→ EXERCISE INSTRUCTIONS
Rewrite everything from the line containing "surface so the biologist can log the sighting." down to the line containing "background so the biologist can log the sighting.", swapping "biologist" for "ranger" and leaving all else unchanged.

-- DATASET start --

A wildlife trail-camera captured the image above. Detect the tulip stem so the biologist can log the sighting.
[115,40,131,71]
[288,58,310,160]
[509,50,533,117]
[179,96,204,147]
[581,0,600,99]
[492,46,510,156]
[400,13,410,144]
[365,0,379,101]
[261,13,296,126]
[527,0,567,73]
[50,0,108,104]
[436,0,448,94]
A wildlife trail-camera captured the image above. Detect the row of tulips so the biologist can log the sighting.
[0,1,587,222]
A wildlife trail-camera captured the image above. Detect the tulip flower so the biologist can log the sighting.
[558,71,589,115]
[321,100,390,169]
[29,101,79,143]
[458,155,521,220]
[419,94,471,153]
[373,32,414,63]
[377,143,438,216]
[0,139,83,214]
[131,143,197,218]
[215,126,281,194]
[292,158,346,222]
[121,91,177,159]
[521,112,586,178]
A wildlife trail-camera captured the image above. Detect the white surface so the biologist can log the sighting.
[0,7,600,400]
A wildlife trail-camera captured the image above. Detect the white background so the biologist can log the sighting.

-- DATASET end --
-- DATASET start --

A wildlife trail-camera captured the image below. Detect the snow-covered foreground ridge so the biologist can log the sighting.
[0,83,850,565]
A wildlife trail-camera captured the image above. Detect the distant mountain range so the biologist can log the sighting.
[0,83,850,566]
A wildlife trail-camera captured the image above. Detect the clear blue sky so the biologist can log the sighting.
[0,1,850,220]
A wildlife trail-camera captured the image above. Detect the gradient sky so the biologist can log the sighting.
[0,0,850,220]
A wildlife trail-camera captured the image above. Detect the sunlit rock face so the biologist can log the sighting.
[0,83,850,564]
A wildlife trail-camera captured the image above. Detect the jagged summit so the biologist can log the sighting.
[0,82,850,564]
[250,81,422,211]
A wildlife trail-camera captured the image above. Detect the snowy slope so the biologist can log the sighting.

-- DATASET end --
-- DATASET start --

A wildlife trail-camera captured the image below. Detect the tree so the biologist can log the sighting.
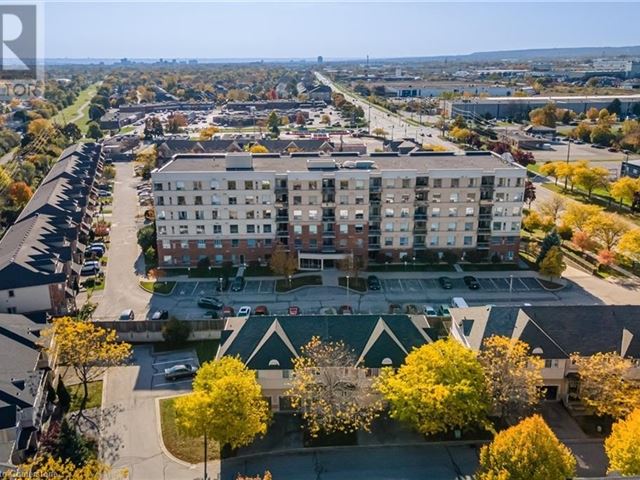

-- DATASET end --

→ RESPONSE TO THIS EXERCISE
A wildlife trail-camera captured the image above. Detect the white surface so the ranger can log the sighting.
[0,7,600,400]
A wildlife trail-camera captured the image above. Detect the white background so the ranger can log the sighting.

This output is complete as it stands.